▼

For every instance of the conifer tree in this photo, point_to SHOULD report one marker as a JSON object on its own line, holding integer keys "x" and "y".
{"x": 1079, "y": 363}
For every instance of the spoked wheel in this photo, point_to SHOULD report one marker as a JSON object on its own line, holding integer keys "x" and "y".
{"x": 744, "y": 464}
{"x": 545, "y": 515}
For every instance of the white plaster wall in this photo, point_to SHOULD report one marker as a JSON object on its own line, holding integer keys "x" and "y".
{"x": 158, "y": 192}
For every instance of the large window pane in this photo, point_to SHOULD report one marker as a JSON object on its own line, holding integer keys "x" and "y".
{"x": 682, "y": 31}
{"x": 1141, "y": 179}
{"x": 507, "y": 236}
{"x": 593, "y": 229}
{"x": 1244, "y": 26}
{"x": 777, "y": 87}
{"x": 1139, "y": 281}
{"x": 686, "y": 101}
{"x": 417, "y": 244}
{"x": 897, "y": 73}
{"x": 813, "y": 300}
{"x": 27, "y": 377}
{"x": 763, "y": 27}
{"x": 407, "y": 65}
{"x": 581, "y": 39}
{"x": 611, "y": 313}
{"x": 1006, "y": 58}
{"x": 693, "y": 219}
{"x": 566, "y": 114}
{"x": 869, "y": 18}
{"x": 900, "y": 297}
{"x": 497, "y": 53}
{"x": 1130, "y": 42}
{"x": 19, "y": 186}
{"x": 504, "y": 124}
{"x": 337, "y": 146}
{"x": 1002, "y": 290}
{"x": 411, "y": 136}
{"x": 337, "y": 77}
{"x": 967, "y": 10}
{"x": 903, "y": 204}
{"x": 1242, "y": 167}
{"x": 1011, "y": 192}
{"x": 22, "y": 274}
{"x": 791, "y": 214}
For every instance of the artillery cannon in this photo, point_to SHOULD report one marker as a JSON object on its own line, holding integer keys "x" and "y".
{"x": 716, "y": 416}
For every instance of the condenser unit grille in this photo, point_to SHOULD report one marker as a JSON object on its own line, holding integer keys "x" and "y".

▲

Your response must consist of all the records, retyped exactly.

For every instance of the conifer tree in this photo, point_to SHOULD report one marker as a JSON object on its own line, holding integer keys "x" and "y".
{"x": 1079, "y": 363}
For every instance of the spoked wheel in this photo, point_to SHOULD report one marker as a JSON object on its own line, holding integer keys "x" and "y".
{"x": 744, "y": 464}
{"x": 545, "y": 515}
For every instance of the white plaster wall in this photo, point_to SHOULD report one marker as a JSON object on its own line, holding integer keys "x" and "y".
{"x": 158, "y": 192}
For every instance of the large window pane in this photo, point_to SHOULD report one marker as a JSON object on its own line, holding integer keys "x" and "y".
{"x": 682, "y": 31}
{"x": 1141, "y": 179}
{"x": 507, "y": 236}
{"x": 593, "y": 229}
{"x": 1244, "y": 26}
{"x": 777, "y": 87}
{"x": 1139, "y": 281}
{"x": 686, "y": 101}
{"x": 417, "y": 244}
{"x": 897, "y": 73}
{"x": 813, "y": 300}
{"x": 27, "y": 377}
{"x": 763, "y": 27}
{"x": 407, "y": 65}
{"x": 581, "y": 39}
{"x": 611, "y": 313}
{"x": 1006, "y": 58}
{"x": 693, "y": 219}
{"x": 566, "y": 114}
{"x": 869, "y": 18}
{"x": 900, "y": 297}
{"x": 497, "y": 53}
{"x": 1130, "y": 42}
{"x": 19, "y": 186}
{"x": 504, "y": 124}
{"x": 337, "y": 146}
{"x": 1002, "y": 290}
{"x": 411, "y": 136}
{"x": 337, "y": 77}
{"x": 967, "y": 10}
{"x": 903, "y": 204}
{"x": 1242, "y": 167}
{"x": 1011, "y": 192}
{"x": 22, "y": 274}
{"x": 791, "y": 214}
For every instance of the artillery cannon in this photo, point_to SHOULD report one marker as a JSON object on its own line, holding integer keys "x" and "y".
{"x": 716, "y": 416}
For every instance of the condenser unit grille in this photo, point_to SHOULD report one marker as a JSON object on its own line, holding integer keys "x" and "y".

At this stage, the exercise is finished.